*Extracted text*.

[![Open In Colab](https://colab.research.google.com/assets/colab-badge.svg)](https://colab.research.google.com/github/nbakas/MachineLearning/blob/main/14-Clustering.ipynb)

# Introduction

In this notebook, we use KMeans and Hierarchical Clustering to group wines based on their chemical properties. This helps identify natural wine segments without needing quality labels. These segments can support targeted marketing by identifying wines that appeal to similar consumer preferences. They help refine pricing strategies by grouping wines of similar composition and perceived quality. In production, clustering reveals how chemical features relate to wine styles, guiding process adjustments for consistency and quality control.

PCA and t-SNE are used to reduce dimensionality and visualize the clusters in 2D. They help us better understand the structure of the data and validate the separation between wine groups by projecting high-dimensional features into a visual format. PCA highlights directions of maximum variance, while t-SNE captures non-linear relationships, making cluster patterns more visible and interpretable.

# Import the dataset

In [None]:
!pip install ucimlrepo

In [1]:
from ucimlrepo import fetch_ucirepo 
import pandas as pd
  
# fetch dataset 
# https://archive.ics.uci.edu/dataset/186/wine+quality
online_retail = fetch_ucirepo(id=186) 
  
# dataset (as pandas dataframes) 
X = online_retail.data.features 
y = online_retail.data.targets

In [None]:
X.head()

In [None]:
X.info()

In [None]:
import numpy as np
print(y.columns)
print(np.sort(np.unique(y.to_numpy())))

In [None]:
import matplotlib.pyplot as plt  # Importing the matplotlib library for plotting
y_class_counts = y.value_counts()  # Counting the frequency of each class in y
plt.figure(figsize=(10, 2))  # Setting the figure size for the plot
ax = y_class_counts.plot(kind='bar')  # Creating a bar plot for class frequencies
plt.title('Frequency per y class')  # Setting the title of the plot
plt.xlabel('Class')  # Labeling the x-axis as 'Class'
plt.ylabel('Frequency')  # Labeling the y-axis as 'Frequency'
plt.xticks(rotation=0)  # Rotating x-ticks to 0 degrees for better readability
for p in ax.patches:  # Iterating over each bar in the plot
    ax.annotate(str(p.get_height()), (p.get_x() + p.get_width() / 2., p.get_height()),  # Annotating each bar with its height
                ha='center', va='center', xytext=(0, 5), textcoords='offset points')  # Positioning the annotation
plt.show()  # Displaying the plot

In [8]:
# We remove classes 3,9 because the number of samples is too small
# Remove classes 3 and 9
y = y.squeeze() # Convert y from DataFrame to Series
mask = ~y.isin([3, 9]) # Create a mask to keep only the rows where y is not 3 or 9

# Apply the mask using loc to keep index alignment
X = X.loc[mask] # Keep only the rows where y is not 3 or 9
y = y.loc[mask] # Keep only the rows where y is not 3 or 9

In [None]:
print(X.shape)
print(y.shape)

In [11]:
# Dropping some columns to reduce the dimensionality of the data
X = X.drop(columns=['fixed_acidity', 'volatile_acidity', 'free_sulfur_dioxide', 'total_sulfur_dioxide', 'density', 'sulphates'])

*Data excerpt*.
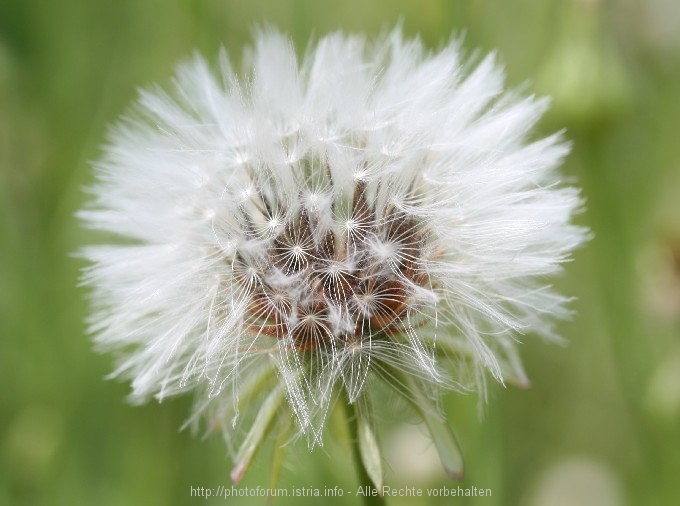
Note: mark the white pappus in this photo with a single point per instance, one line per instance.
(374, 212)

*Exercises*.
1: Answer these from the wine clustering notebook, one line each:
(a) Which two methods does it use to group the wines?
(b) Which classes are removed, and for what stated reason?
(c) What does PCA highlight?
2: Condense the paragraph of the wine clustering notebook that begins "PCA and t-SNE are used" into a short bulleted list that keeps its main facts.
3: Quote the wine clustering notebook word for word, starting with "X = online_retail.data.features" and going on through "print(np.sort(np.unique(y.to_numpy())))".

*Answers below*.
1:
(a) KMeans and Hierarchical Clustering.
(b) Classes 3 and 9, because the number of samples is too small.
(c) Directions of maximum variance.

2:
- PCA and t-SNE reduce dimensionality and show the clusters in 2D.
- Projecting high-dimensional features into a visual format helps reveal the data's structure and check how well the wine groups separate.
- PCA highlights directions of maximum variance.
- t-SNE captures non-linear relationships, making cluster patterns more visible and interpretable.

3:
X = online_retail.data.features 
y = online_retail.data.targets

In [None]:
X.head()

In [None]:
X.info()

In [None]:
import numpy as np
print(y.columns)
print(np.sort(np.unique(y.to_numpy())))